▸ **Task goal**
Retype the rows between the line holding "Objective — one dot per instance of the cluster" and the line holding "[[484, 100]]", inclusive, keeping every character the same.

▸ **Provided material**
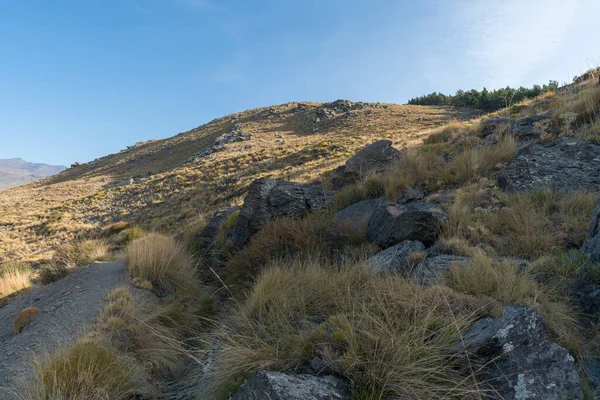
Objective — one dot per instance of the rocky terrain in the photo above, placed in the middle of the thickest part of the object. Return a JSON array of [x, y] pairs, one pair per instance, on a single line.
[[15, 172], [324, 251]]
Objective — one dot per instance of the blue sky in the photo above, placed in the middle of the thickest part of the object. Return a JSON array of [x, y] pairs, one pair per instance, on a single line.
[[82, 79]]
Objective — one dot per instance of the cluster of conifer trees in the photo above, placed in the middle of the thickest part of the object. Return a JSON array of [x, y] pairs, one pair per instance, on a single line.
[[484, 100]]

==

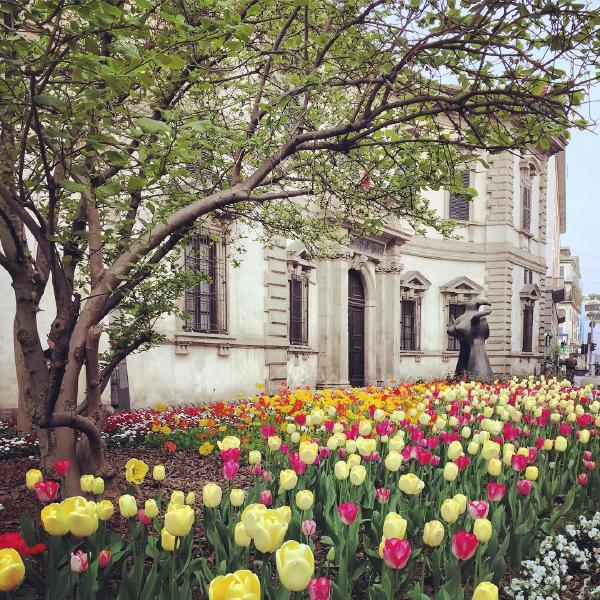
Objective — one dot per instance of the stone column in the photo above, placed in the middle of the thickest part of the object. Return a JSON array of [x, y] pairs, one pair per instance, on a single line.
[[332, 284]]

▸ **Solution to this task**
Objective — one dot per instance of the cluster of conifer trees in the photo above, placed in the middle of the thickest part of the object. Return a JSON array of [x, y] pairs, one pair per instance, on a single line.
[[484, 100]]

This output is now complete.